Text excerpt:
>>>

Science Sans the Story

By Anil Menon

Janaki Lenin’s collection of essays Every Creature Has a Story: What Science Reveals About Animal Behaviour is a welcome addition to the rather sparse library of works by Indian authors with the aim of popularizing science. In this case, each short essay explores the intriguing evolutionary adaptations of popular and not-so-popular critters of the animal kingdom. Thus we learn about whether chimps grieve over the loss of their loved ones (spoiler: they do); why elephants are less prone to cancer (spoiler: a magic gene); and how mosquitofish have sex (spoiler: males aren’t picky); and what bees do to get vaccinated against germs (spoiler: they feed their queen).

Every Creature Has a Story

In collections of this sort, perhaps the great difficulty is to figure out just how much readers know. After all, most of us have binge-watched nature documentaries. We all have that knowledgeable friend who feels compelled to inform us, over dinner, that according to Scientific American, Great Tits are “murderous, rapacious, flesh-rending predators”. Didn’t we all become expert epidemiologists during the COVID years?

Janaki Lenin seems to have settled on the idea of a reader who is perhaps a lot like herself: curious about the world, not a professional biologist, and having just enough understanding of biology to follow explanations that involve genes, immune responses, evolutionary strategies, and the consequences of global warming.

Except for an essay on the poisoners of the living world, the nightshade plant, the other essays are non-vegetarian, so to speak. By and large, the critters are of a size that wouldn’t require a microscope to see them. They can slither, bite, sting, trumpet, dash, bark and swim. The essays aren’t organized in any particular order.

<<<

Exercise: Continue the review of Janaki Lenin's essay collection from its last sentence, in the same voice.

Provided records:
>>>

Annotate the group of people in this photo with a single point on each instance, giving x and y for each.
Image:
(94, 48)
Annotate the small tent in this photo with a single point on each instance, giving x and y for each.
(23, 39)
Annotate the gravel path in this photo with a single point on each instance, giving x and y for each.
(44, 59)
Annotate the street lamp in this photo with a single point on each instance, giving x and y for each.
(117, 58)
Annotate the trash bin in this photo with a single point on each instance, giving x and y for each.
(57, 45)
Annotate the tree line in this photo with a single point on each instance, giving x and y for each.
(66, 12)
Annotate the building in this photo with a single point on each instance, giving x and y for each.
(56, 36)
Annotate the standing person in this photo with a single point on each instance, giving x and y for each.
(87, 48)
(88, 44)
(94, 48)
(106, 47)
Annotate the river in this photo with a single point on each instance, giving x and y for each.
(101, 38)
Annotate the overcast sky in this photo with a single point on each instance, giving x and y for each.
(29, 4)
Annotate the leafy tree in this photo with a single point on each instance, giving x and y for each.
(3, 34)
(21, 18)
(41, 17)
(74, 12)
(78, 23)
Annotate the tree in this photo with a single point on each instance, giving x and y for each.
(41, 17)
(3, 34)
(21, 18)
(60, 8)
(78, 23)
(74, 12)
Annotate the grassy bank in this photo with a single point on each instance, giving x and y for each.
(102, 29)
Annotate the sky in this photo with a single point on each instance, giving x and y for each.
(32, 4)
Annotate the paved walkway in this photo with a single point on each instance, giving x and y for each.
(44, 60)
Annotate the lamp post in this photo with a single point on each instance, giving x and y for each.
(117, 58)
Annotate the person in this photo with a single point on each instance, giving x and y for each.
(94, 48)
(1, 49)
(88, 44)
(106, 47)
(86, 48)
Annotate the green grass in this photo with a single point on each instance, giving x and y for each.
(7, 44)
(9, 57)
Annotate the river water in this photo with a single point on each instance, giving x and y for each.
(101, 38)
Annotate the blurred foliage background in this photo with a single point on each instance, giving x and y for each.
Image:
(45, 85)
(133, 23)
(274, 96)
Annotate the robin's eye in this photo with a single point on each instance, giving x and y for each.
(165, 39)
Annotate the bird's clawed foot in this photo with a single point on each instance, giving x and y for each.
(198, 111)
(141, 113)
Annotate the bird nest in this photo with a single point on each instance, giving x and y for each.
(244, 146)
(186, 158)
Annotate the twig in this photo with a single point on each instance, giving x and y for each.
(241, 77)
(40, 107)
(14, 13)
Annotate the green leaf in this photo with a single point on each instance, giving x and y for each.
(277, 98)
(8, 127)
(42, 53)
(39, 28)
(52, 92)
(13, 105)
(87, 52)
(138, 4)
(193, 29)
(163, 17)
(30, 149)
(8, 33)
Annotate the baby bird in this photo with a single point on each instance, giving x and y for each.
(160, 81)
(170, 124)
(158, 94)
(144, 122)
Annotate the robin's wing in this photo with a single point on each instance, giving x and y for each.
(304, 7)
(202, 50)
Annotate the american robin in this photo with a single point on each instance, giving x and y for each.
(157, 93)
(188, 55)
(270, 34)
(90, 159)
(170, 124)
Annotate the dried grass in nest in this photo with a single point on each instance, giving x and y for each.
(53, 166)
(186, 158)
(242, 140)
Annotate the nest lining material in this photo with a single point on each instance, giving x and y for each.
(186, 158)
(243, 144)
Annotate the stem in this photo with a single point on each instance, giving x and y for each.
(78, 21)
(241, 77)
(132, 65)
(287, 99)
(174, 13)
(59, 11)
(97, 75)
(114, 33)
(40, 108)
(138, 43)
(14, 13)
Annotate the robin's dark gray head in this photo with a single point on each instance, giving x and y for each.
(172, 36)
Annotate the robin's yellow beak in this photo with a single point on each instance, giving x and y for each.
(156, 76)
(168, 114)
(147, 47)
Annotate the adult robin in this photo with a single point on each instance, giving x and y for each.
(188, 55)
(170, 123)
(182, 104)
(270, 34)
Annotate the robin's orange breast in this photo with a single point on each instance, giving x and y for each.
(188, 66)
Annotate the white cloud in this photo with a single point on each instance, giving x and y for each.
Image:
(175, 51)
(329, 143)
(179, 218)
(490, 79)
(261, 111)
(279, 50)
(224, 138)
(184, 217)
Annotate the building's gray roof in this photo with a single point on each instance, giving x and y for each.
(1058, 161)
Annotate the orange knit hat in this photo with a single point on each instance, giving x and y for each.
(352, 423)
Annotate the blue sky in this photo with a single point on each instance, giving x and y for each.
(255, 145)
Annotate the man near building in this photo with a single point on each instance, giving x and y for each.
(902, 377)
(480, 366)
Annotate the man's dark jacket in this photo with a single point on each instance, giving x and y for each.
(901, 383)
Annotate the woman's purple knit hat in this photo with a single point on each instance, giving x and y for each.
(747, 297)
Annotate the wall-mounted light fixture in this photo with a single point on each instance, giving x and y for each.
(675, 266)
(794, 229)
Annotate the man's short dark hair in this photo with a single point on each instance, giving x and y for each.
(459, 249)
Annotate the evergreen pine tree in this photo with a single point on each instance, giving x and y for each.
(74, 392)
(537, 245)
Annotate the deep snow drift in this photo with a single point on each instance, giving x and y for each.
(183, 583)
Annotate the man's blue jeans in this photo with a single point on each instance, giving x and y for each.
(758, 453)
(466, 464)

<<<

Result of the exercise:
The chapter titles are wonderfully irreverent and intriguing, but I felt the writing that followed didn’t do justice to either the title or the creature being discussed. For example, the chapter on “The Oddest Bird in the World” turned out to be about the kiwi, and we learn that its nasal receptors lie at the end of its beak. Sure, that’s marginally odd (the beak is a kind of nose, isn’t it?), but does that qualify the kiwi as the oddest bird? Or take the chapter “Sex Change in Bearded Dragons”. That’s a dynamite title. But the text that follows is a droning explanation about gender-control via temperature and genetics, and which boils down to the flamboyant “chaotician” Ian Malcolm’s remark in Jurassic Park: “life finds a way”. It made me wonder, again, about the book’s intended audience. The material is too sober for kids and adult readers will probably be turned off by the somewhat classroom-lecture feel of the essays.

The book’s title tells us that every creature has a story. It’s the “story-ness” which is missing. The scientists are presented as objective beings, inexorably adding one brick after another to the wall of science. But the ones I’ve met are less simple: they’ve been creepy, biased, dedicated, stupid, conniving, brilliant, generous and complicated.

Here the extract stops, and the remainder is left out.